YOUR GOAL => Return verbatim the run of lines that opens with the line holding "For the benchmark, spot each instance of the black blazer" and closes with the last line of the records.

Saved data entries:
-- Start --
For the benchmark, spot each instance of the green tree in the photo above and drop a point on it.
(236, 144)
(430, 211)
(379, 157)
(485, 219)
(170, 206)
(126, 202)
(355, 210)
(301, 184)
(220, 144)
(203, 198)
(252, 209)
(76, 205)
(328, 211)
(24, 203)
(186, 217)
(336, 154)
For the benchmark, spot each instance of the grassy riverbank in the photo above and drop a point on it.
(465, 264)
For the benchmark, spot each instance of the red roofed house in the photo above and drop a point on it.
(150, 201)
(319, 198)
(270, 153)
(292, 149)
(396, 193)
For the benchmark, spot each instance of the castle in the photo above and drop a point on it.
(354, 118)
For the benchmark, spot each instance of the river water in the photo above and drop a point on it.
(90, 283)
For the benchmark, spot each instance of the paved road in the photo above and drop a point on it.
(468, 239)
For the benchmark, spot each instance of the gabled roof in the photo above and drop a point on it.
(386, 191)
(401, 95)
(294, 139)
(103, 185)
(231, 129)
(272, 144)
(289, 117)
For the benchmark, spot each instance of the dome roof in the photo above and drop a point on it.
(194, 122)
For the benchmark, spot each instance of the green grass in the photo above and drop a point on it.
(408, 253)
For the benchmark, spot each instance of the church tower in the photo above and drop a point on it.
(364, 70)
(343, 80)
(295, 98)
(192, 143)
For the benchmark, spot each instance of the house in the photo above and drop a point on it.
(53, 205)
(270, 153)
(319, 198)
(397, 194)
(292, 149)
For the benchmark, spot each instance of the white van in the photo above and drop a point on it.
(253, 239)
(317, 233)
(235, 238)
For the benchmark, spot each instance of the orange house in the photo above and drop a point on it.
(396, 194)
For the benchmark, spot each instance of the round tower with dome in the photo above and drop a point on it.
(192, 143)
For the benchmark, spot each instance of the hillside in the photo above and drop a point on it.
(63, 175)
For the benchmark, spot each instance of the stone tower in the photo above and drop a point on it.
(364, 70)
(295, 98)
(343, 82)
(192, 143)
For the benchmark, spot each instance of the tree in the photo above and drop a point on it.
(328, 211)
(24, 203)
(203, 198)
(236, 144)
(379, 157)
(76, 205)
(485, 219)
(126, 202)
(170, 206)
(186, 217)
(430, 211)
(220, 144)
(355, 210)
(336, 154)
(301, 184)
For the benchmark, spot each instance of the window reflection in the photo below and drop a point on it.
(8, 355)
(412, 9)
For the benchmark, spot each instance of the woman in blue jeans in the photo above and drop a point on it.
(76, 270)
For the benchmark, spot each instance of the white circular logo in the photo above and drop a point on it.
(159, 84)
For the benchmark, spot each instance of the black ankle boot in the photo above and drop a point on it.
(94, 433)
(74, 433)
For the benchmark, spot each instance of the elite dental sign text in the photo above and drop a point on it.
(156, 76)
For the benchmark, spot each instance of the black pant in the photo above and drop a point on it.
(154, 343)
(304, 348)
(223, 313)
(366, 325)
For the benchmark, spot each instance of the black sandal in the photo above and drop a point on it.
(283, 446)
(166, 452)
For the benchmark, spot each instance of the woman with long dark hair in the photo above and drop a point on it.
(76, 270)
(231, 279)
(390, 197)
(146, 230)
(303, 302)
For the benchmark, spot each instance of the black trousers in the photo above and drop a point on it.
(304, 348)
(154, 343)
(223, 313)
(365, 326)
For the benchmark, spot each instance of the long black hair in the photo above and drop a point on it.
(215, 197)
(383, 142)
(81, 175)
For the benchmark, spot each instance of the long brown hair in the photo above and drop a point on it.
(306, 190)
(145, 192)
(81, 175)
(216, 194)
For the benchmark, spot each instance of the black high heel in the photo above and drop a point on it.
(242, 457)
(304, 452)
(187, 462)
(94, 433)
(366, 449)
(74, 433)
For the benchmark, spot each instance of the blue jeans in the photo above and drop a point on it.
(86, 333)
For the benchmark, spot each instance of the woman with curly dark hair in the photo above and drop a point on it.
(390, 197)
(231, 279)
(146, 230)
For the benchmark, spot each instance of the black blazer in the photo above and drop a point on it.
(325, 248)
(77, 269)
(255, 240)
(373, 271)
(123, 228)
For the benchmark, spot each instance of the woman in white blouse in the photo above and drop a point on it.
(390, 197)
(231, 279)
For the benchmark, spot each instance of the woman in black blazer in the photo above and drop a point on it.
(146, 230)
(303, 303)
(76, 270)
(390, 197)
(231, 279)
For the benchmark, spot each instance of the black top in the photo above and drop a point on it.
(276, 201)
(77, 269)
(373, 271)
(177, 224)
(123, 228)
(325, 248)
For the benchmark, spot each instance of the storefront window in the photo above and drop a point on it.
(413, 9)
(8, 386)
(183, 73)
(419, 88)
-- End --
FULL RESPONSE =>
For the benchmark, spot each instance of the black blazer in the photo above and drop a point on it.
(325, 248)
(77, 269)
(255, 240)
(373, 271)
(123, 228)
For the benchmark, spot each instance of the woman in white blouse in the photo above and drop a point on it.
(390, 197)
(231, 279)
For the benchmark, spot each instance of the woman in black blazer in the photo above and drop a point on it.
(146, 230)
(303, 303)
(76, 270)
(390, 197)
(231, 279)
For the benchmark, spot each instance of the black top in the photo above and drop a point on it.
(276, 201)
(77, 269)
(373, 271)
(177, 224)
(123, 228)
(325, 248)
For the benchmark, spot each instance of the storefront window in the photo above and drop a point on it.
(413, 9)
(8, 386)
(183, 73)
(419, 88)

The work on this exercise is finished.